- [Exercise brief]:
Reproduce every line of the records that follow without any change, omitting the pictures from your output.

--- start ---

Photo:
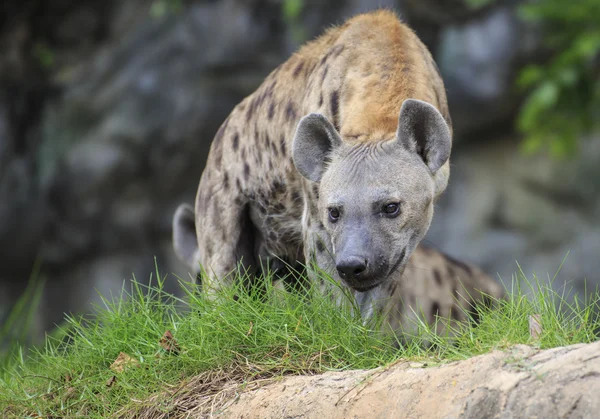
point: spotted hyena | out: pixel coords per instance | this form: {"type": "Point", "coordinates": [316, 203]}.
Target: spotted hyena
{"type": "Point", "coordinates": [335, 160]}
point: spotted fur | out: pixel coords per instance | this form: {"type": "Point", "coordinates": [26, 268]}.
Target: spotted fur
{"type": "Point", "coordinates": [258, 203]}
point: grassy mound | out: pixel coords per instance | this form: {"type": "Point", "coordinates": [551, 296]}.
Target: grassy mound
{"type": "Point", "coordinates": [150, 354]}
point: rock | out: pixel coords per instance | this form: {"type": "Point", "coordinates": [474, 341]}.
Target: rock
{"type": "Point", "coordinates": [504, 207]}
{"type": "Point", "coordinates": [519, 383]}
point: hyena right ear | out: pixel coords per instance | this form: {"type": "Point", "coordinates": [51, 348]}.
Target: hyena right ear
{"type": "Point", "coordinates": [185, 242]}
{"type": "Point", "coordinates": [315, 139]}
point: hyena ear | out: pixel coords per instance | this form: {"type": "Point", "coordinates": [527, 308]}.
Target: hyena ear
{"type": "Point", "coordinates": [422, 129]}
{"type": "Point", "coordinates": [185, 243]}
{"type": "Point", "coordinates": [315, 139]}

--- end ---

- [Worked answer]:
Photo:
point: spotted hyena | out: pixel coords per instance | this form: {"type": "Point", "coordinates": [316, 203]}.
Target: spotted hyena
{"type": "Point", "coordinates": [335, 160]}
point: spotted fur | out: pixel coords per instance | this form: {"type": "Point", "coordinates": [26, 268]}.
Target: spotted fur
{"type": "Point", "coordinates": [258, 203]}
point: grassy mound | out: pixel coords per instance | this form: {"type": "Point", "coordinates": [551, 296]}.
Target: grassy mound
{"type": "Point", "coordinates": [150, 354]}
point: rock | out: pixel coords per instance | this form: {"type": "Point", "coordinates": [474, 341]}.
Target: rock
{"type": "Point", "coordinates": [504, 207]}
{"type": "Point", "coordinates": [519, 383]}
point: hyena right ear | out: pixel coords per instance | this form: {"type": "Point", "coordinates": [51, 348]}.
Target: hyena right ear
{"type": "Point", "coordinates": [185, 242]}
{"type": "Point", "coordinates": [315, 139]}
point: hyena ear | out: pixel coords per instance | this form: {"type": "Point", "coordinates": [527, 308]}.
Target: hyena ear
{"type": "Point", "coordinates": [422, 129]}
{"type": "Point", "coordinates": [185, 243]}
{"type": "Point", "coordinates": [315, 139]}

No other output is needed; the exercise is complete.